▶ _Aim of the exercise_:
Include in the output the line containing "the distant mountain" and each subsequent line of the records, through the end, transcribed exactly. Add nothing else.

▶ _Dataset records_:
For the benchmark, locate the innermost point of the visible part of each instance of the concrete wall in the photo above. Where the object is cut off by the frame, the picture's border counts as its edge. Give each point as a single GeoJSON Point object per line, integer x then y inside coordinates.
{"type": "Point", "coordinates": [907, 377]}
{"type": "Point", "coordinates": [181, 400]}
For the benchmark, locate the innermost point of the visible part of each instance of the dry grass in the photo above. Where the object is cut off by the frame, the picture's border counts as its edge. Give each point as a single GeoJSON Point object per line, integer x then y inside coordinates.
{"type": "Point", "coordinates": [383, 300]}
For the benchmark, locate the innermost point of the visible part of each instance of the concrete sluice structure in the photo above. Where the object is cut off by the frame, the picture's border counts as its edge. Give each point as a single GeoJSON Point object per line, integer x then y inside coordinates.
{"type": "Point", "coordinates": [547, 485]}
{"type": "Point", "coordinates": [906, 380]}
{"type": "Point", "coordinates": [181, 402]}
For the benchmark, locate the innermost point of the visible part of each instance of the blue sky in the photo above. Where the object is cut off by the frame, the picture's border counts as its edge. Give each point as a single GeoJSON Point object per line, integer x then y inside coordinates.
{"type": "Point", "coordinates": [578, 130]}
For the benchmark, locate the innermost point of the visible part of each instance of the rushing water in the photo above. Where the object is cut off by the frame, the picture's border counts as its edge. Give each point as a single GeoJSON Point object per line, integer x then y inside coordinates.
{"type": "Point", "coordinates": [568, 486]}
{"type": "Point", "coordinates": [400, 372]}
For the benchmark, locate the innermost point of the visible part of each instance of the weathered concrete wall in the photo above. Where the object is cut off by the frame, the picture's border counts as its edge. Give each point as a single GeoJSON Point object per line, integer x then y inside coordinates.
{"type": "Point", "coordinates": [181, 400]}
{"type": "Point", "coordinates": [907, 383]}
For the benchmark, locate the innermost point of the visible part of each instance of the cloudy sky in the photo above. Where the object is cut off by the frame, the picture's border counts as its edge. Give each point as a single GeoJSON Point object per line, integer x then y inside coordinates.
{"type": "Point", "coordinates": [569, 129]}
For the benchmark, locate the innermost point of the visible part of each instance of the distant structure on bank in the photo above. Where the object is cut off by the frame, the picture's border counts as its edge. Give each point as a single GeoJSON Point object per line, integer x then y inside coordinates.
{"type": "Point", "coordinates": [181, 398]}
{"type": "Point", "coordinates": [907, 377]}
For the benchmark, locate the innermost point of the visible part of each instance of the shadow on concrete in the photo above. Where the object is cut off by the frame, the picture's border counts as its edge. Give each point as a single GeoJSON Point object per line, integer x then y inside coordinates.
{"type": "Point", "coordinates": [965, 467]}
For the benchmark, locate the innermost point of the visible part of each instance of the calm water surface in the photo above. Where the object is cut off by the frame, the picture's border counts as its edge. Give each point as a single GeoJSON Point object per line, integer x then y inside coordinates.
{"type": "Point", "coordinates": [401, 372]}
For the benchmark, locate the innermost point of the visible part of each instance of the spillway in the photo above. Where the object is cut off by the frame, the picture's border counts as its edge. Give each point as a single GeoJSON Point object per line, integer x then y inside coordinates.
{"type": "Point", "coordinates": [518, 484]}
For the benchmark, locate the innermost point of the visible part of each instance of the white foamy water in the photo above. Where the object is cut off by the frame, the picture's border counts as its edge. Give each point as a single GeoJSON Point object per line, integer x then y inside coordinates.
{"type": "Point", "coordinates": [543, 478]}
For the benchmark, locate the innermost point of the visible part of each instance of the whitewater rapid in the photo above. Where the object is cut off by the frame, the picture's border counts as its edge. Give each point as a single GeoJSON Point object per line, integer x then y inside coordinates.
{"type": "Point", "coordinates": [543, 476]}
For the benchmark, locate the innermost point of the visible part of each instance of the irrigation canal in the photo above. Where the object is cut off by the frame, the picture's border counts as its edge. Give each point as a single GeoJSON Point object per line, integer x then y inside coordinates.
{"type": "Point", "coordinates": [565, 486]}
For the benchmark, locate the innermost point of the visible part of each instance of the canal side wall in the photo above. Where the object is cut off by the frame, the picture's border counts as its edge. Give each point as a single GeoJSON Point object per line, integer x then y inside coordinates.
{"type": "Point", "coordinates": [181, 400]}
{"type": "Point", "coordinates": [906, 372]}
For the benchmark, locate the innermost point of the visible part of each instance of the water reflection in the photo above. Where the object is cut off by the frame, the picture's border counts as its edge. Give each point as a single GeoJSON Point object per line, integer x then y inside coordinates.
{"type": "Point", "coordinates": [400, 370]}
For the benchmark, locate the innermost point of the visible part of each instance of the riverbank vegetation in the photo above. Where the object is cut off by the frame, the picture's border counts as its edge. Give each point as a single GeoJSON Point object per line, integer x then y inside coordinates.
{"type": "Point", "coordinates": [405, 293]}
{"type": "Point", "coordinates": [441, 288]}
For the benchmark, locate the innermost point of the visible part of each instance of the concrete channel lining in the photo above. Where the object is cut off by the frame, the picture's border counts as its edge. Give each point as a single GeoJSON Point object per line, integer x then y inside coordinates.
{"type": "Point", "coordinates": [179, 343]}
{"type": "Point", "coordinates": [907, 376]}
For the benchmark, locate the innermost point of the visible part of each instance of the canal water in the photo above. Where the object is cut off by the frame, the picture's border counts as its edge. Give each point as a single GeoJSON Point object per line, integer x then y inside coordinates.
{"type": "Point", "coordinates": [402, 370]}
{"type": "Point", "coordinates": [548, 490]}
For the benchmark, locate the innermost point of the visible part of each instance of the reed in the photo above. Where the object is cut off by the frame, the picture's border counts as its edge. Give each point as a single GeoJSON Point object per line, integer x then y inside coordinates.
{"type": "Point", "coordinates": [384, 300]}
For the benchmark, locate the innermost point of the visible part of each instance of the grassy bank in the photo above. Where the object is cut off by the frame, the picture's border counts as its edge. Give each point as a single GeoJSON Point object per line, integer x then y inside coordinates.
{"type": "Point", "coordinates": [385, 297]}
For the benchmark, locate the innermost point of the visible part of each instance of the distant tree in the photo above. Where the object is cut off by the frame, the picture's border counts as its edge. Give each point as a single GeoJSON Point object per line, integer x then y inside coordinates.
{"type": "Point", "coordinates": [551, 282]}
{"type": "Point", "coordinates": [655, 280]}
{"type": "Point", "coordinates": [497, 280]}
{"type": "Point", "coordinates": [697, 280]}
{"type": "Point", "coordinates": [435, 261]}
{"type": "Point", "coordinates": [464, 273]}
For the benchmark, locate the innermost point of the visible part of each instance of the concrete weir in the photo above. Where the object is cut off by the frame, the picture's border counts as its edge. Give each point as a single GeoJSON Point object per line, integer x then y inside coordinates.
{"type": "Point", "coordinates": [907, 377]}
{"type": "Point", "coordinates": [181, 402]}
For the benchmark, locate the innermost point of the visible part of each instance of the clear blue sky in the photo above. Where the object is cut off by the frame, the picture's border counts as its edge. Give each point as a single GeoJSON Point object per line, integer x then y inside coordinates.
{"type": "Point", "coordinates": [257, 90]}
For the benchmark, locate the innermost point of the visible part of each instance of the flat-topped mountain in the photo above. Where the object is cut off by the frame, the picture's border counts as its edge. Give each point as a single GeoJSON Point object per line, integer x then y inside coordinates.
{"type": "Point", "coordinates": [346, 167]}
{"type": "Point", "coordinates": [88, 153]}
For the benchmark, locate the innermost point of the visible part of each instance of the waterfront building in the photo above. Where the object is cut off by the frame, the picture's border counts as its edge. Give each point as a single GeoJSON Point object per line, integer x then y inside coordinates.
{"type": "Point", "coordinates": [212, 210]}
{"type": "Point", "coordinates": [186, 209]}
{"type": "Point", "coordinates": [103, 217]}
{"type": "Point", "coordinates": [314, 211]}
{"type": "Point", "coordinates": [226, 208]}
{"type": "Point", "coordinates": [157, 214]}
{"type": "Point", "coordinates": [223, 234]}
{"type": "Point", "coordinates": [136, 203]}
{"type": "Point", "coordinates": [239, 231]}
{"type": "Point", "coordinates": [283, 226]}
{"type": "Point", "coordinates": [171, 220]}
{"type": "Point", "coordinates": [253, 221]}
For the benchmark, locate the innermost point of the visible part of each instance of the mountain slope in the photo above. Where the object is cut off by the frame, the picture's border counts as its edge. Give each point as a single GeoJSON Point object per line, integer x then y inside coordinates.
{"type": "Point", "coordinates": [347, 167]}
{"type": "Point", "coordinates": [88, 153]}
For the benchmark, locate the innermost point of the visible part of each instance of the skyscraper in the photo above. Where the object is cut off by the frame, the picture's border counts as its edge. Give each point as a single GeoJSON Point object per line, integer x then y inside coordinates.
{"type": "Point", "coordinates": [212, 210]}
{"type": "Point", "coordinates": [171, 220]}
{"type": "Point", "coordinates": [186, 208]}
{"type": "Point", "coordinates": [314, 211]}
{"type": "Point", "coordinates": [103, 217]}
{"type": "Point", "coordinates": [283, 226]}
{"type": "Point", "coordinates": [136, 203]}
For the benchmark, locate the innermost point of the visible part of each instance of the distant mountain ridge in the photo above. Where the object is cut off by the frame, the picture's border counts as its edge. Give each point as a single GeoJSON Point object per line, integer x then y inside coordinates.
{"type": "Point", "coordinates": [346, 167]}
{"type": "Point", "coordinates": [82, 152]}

▶ _Solution for this task_:
For the benchmark, locate the innermost point of the visible part of each instance of the distant mountain ridge in the photo above. Where the object is cut off by the frame, the picture's border counts as its edge. Give each point as a single GeoJSON Point object per line, integer x then y inside coordinates.
{"type": "Point", "coordinates": [346, 167]}
{"type": "Point", "coordinates": [82, 152]}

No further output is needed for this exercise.